— Start DATASET RECORDS —
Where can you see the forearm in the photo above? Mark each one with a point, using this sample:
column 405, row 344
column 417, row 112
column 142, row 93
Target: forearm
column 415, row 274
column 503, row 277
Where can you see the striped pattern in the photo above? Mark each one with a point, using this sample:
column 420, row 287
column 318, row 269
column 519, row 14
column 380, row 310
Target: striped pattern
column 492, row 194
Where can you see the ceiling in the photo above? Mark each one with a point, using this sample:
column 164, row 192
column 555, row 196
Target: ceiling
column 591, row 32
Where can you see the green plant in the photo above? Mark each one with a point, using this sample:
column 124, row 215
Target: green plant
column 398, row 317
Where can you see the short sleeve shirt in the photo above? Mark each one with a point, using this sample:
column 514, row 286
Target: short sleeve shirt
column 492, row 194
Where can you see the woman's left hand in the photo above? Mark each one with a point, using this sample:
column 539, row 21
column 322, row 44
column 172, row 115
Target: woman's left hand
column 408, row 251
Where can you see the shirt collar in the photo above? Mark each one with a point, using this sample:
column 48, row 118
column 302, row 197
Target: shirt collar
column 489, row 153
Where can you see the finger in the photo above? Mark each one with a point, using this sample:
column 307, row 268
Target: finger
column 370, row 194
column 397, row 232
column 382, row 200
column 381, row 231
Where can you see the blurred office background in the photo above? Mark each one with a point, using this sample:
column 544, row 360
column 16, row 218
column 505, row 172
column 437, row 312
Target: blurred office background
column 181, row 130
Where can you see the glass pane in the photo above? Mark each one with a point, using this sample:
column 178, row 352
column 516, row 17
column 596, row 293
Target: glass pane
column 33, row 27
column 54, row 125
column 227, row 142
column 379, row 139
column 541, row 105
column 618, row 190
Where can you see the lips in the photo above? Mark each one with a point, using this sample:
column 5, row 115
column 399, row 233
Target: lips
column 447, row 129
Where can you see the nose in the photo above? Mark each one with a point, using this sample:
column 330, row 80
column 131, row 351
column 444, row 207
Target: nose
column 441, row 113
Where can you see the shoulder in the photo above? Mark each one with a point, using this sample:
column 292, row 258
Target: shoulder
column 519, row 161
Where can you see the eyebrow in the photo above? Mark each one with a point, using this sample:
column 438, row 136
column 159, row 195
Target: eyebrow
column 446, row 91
— End DATASET RECORDS —
_TASK TO COMPLETE_. Please reproduce every line above word for word, in the same order.

_RESULT OF THE EXERCISE_.
Where can you see the forearm in the photo above? Mark each one with a point, using this sample:
column 405, row 344
column 417, row 112
column 142, row 93
Target: forearm
column 415, row 274
column 503, row 277
Where can you see the striped pattern in the photo above? Mark each one with a point, using this sample:
column 420, row 287
column 318, row 269
column 519, row 14
column 380, row 310
Target: striped pattern
column 492, row 194
Where can you see the ceiling in the photo above? Mark each one with a point, using this sample:
column 164, row 192
column 555, row 196
Target: ceiling
column 591, row 32
Where can you see the green plant in the photo above? Mark each one with a point, using this sample:
column 124, row 215
Target: green plant
column 398, row 317
Where can you see the short sleeve shirt in the photo above? Mark each one with a point, using this sample:
column 514, row 286
Target: short sleeve shirt
column 492, row 194
Where can you see the woman's left hand in the photo above? Mark each one with a point, using this sample:
column 539, row 21
column 322, row 44
column 172, row 115
Target: woman's left hand
column 408, row 251
Where can you see the shirt collar in the photo above? Mark each one with a point, using this sample:
column 48, row 118
column 302, row 197
Target: shirt collar
column 489, row 153
Where can you see the finger in the photo above? Mark each one with a point, using this sample:
column 307, row 268
Target: finger
column 370, row 194
column 397, row 232
column 382, row 200
column 381, row 231
Where can you see the blurred office background in the photo above? Mark each one with a point, using this sample:
column 544, row 360
column 16, row 218
column 505, row 172
column 437, row 312
Target: blurred office background
column 181, row 130
Where can you see the glass pane in the photo above? Mark each one with a point, using this sample:
column 178, row 352
column 516, row 17
column 596, row 293
Target: glass pane
column 33, row 27
column 54, row 125
column 227, row 142
column 379, row 139
column 541, row 105
column 618, row 190
Where can you see the lips in the photo above? Mark each one with a point, using this sample:
column 5, row 115
column 399, row 233
Target: lips
column 447, row 129
Where can you see the nose in the photo above? Mark each one with a point, using this sample:
column 330, row 80
column 131, row 351
column 444, row 207
Target: nose
column 441, row 113
Where can you see the shoulder in the photo above? Mark each one with a point, using this sample:
column 292, row 258
Target: shoulder
column 519, row 161
Where can you see the eyebrow in the photo above? Mark each one with a point, using this sample:
column 438, row 136
column 159, row 195
Target: eyebrow
column 446, row 91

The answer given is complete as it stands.